#### SELECCIÓN:
________________
La eventual llegada del progresismo al poder en Colombia ha sido planteada como un salto al vacío. Sin embargo, resulta indispensable deshacer la idea de que el caos se impondrá. La tesis es simple: el país lleva tanto tiempo (al menos un año) haciéndose a la idea de un triunfo de Gustavo Petro en la contienda electoral que, a diferencia de otros escenarios donde los líderes ganan contra todo pronóstico -como sucedió con Pedro Castillo en el Perú- y no tienen capacidad de adaptación, el escenario colombiano parece bien distinto. En este tiempo, la izquierda se ha moderado de todas las formas posibles, aclarando que respetará las pautas de la economía de mercado, las reglas para la inversión extranjera, y por supuesto la separación de poderes. Incluso ha insistido en la necesidad de recobrar el espíritu de la Constitución de 1991, amenazado de manera cada vez más patente por las administraciones de turno.
Desde 1998 Colombia ha votado a la derecha, con lo cual completará un largo ciclo de 24 años de gobiernos conservadores en materia económica y social, el mismo tiempo que Venezuela lleva gobernada por el chavismo.
________________
(Registros de formas etiquetadas)
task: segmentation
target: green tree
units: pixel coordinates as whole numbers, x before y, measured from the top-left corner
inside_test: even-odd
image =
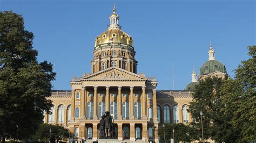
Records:
[[[51,63],[38,63],[33,33],[24,30],[23,18],[0,12],[0,136],[29,138],[49,112],[51,81],[56,74]]]
[[[231,124],[240,142],[256,140],[256,46],[248,46],[251,56],[235,70],[234,80],[225,82],[223,100],[224,113],[232,116]]]
[[[69,130],[58,125],[41,124],[36,133],[32,137],[33,141],[48,142],[50,137],[50,128],[51,128],[51,142],[58,142],[62,140],[66,140],[69,137],[72,137],[72,133]]]
[[[225,114],[222,110],[225,108],[221,99],[224,96],[221,87],[224,80],[214,77],[200,81],[193,94],[188,111],[196,121],[193,125],[198,129],[201,138],[200,111],[203,113],[204,139],[211,138],[216,141],[234,142],[238,137],[230,123],[232,117]]]
[[[191,141],[195,138],[195,128],[189,124],[185,125],[182,123],[165,124],[164,134],[164,127],[161,126],[158,129],[158,135],[163,142],[170,142],[170,140],[173,138],[173,130],[174,129],[174,141]]]

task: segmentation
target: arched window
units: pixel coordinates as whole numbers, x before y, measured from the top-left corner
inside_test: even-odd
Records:
[[[92,128],[91,127],[87,128],[87,138],[89,139],[92,138]]]
[[[149,128],[149,138],[153,138],[153,128],[151,127]]]
[[[76,108],[76,114],[75,115],[75,118],[79,118],[79,108]]]
[[[105,69],[106,68],[106,65],[105,62],[102,63],[102,69]]]
[[[159,105],[157,105],[157,121],[159,123],[161,120],[161,108]]]
[[[170,107],[168,105],[164,106],[164,123],[170,123]]]
[[[115,61],[112,61],[111,62],[111,67],[116,67],[117,66],[117,63]]]
[[[126,63],[125,62],[123,62],[122,68],[125,69],[125,67],[126,66]]]
[[[50,111],[51,112],[51,113],[48,115],[48,122],[49,123],[54,123],[54,120],[55,118],[55,108],[54,106],[52,106],[51,108]]]
[[[93,103],[90,102],[87,103],[87,118],[92,119],[93,117]]]
[[[140,103],[136,102],[134,104],[134,115],[135,118],[140,118],[142,117],[142,108]]]
[[[64,107],[60,105],[58,108],[58,123],[64,123]]]
[[[117,119],[117,104],[115,102],[110,104],[110,113],[111,116],[114,115],[113,117],[114,119]]]
[[[147,109],[147,118],[149,119],[153,118],[153,116],[152,115],[152,108],[149,108]]]
[[[129,103],[127,102],[123,103],[123,119],[129,118]]]
[[[178,123],[179,122],[179,111],[178,105],[174,105],[173,108],[173,123]]]
[[[188,112],[187,109],[188,108],[187,105],[184,105],[182,107],[182,114],[183,115],[183,123],[188,123],[190,119],[188,118]]]
[[[78,137],[79,136],[79,128],[76,127],[75,128],[75,137]]]
[[[105,113],[105,103],[101,102],[99,103],[99,113],[98,117],[100,118]]]
[[[124,126],[123,128],[123,131],[124,133],[124,139],[130,139],[130,131],[129,127],[127,126]]]
[[[71,105],[68,106],[68,122],[70,121],[70,118],[71,117]]]
[[[112,51],[112,55],[116,55],[116,51]]]
[[[76,96],[76,99],[80,99],[80,93],[79,92],[77,92]]]
[[[137,127],[135,128],[135,138],[136,139],[140,139],[142,138],[140,135],[140,128]]]

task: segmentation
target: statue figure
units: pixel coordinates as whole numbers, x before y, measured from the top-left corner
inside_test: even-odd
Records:
[[[104,124],[106,135],[107,137],[112,137],[112,117],[109,111],[106,111],[105,113]]]

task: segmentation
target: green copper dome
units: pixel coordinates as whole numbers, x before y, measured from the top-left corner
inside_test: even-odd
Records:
________________
#### CONJUNTO DE TAREAS:
1. Reproduce con total fidelidad el fragmento de la selección que empieza en las palabras "Desde 1998 Colombia" y termina después de "por el chavismo.".
2. Según la selección, ¿desde qué año ha votado Colombia a la derecha?
Las entradas son un material aparte, independiente de la selección.

#### RESULTADOS POR TAREA:
1.
Desde 1998 Colombia ha votado a la derecha, con lo cual completará un largo ciclo de 24 años de gobiernos conservadores en materia económica y social, el mismo tiempo que Venezuela lleva gobernada por el chavismo.

2. Desde 1998.